» **Task requirements**
Exactly reproduce the lines that follow.

[START Material]

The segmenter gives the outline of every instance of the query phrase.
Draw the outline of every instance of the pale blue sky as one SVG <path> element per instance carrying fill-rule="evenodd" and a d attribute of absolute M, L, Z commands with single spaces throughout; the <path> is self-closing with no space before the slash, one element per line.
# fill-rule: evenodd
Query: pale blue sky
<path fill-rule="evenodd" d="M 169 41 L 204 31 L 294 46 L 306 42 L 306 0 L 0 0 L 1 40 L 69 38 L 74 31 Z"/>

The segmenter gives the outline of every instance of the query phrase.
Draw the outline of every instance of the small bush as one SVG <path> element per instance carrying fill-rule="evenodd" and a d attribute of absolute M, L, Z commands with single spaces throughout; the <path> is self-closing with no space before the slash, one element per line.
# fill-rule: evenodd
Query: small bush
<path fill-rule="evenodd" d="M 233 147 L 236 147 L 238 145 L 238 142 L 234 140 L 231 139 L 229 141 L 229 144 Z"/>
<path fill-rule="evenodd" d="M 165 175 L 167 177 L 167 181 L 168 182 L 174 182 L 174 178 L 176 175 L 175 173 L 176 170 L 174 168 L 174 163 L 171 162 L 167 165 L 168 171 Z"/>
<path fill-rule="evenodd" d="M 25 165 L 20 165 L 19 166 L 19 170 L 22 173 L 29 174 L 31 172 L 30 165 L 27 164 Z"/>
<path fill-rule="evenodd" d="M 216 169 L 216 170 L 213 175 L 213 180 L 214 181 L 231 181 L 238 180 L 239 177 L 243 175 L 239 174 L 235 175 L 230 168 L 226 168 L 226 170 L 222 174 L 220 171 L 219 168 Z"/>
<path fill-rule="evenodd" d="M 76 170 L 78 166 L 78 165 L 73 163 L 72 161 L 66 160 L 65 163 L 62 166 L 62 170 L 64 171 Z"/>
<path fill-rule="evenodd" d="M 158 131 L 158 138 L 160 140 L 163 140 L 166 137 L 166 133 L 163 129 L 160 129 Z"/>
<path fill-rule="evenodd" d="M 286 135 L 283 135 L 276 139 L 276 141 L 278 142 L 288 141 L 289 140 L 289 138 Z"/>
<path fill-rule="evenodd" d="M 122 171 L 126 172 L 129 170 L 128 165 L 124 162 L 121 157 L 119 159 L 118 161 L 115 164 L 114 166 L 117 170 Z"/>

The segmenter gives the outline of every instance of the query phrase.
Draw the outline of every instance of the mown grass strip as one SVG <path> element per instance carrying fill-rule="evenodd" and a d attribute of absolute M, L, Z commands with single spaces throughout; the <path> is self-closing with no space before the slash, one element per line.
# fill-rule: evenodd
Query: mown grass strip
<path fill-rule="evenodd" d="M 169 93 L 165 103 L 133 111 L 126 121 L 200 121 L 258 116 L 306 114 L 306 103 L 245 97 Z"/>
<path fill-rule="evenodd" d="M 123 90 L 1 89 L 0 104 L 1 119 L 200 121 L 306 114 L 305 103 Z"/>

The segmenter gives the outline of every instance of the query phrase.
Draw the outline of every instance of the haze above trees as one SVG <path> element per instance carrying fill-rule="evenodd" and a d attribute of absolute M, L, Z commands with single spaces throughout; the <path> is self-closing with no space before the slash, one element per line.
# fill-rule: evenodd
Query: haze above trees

[END Material]

» **Exercise solution**
The segmenter gives the outline of every instance of the query phrase.
Draw the outline of every instance of the pale blue sky as one SVG <path> element per instance carrying fill-rule="evenodd" and a d attribute of absolute M, L, Z commands with single spaces throughout; the <path> is self-closing with no space before the slash, one element per line.
# fill-rule: evenodd
Query: pale blue sky
<path fill-rule="evenodd" d="M 169 41 L 204 31 L 294 46 L 306 42 L 306 0 L 0 0 L 1 40 L 69 38 L 74 31 Z"/>

The segmenter gives the outline of every instance of the query phrase.
Draw the outline of every instance of the small bush as one SVG <path> element per instance carrying fill-rule="evenodd" and a d attribute of absolute M, L, Z commands with single spaces throughout; the <path> is self-closing with no space before the slash, one element per line.
# fill-rule: evenodd
Query: small bush
<path fill-rule="evenodd" d="M 233 147 L 236 147 L 238 145 L 238 142 L 234 140 L 231 139 L 229 141 L 229 144 Z"/>
<path fill-rule="evenodd" d="M 165 175 L 167 177 L 167 181 L 168 182 L 174 182 L 174 178 L 176 175 L 175 173 L 176 170 L 174 168 L 174 163 L 171 162 L 167 165 L 168 171 Z"/>
<path fill-rule="evenodd" d="M 25 165 L 20 165 L 19 166 L 19 170 L 22 173 L 29 174 L 31 172 L 30 165 L 27 164 Z"/>
<path fill-rule="evenodd" d="M 216 169 L 216 170 L 213 175 L 213 180 L 214 181 L 231 181 L 238 180 L 239 177 L 243 175 L 239 174 L 235 175 L 230 168 L 226 168 L 226 170 L 222 174 L 220 171 L 219 168 Z"/>
<path fill-rule="evenodd" d="M 76 170 L 78 166 L 78 165 L 73 163 L 72 161 L 66 160 L 65 163 L 62 166 L 62 170 L 64 171 Z"/>
<path fill-rule="evenodd" d="M 158 131 L 158 138 L 160 140 L 163 140 L 166 137 L 166 133 L 163 129 L 160 129 Z"/>
<path fill-rule="evenodd" d="M 286 135 L 283 135 L 276 139 L 276 141 L 278 142 L 288 141 L 289 140 L 289 138 Z"/>
<path fill-rule="evenodd" d="M 122 171 L 126 172 L 129 170 L 128 165 L 124 162 L 121 157 L 119 159 L 118 161 L 115 164 L 114 166 L 117 170 Z"/>

The segmenter gives the outline of every instance of the query phrase.
Draw the outline of every instance of the mown grass strip as one SVG <path> element per instance carrying fill-rule="evenodd" and a d attribute of absolute M, L, Z commands with single spaces throughout; the <path> is self-closing with no space before the slash, one element per line.
# fill-rule: evenodd
Query: mown grass strip
<path fill-rule="evenodd" d="M 169 93 L 165 103 L 133 111 L 126 121 L 200 121 L 258 116 L 306 114 L 306 103 L 245 97 Z"/>
<path fill-rule="evenodd" d="M 123 90 L 1 89 L 0 104 L 1 119 L 200 121 L 306 114 L 305 103 Z"/>

The segmenter gives the outline of every instance of the query phrase.
Draw the outline of every instance of the haze above trees as one SVG <path> element per instance carrying fill-rule="evenodd" and a d attribute of absolute M, L, Z commands with single spaces throughout; the <path> is self-closing with no space before the slash, one element per line.
# fill-rule: evenodd
Query: haze above trees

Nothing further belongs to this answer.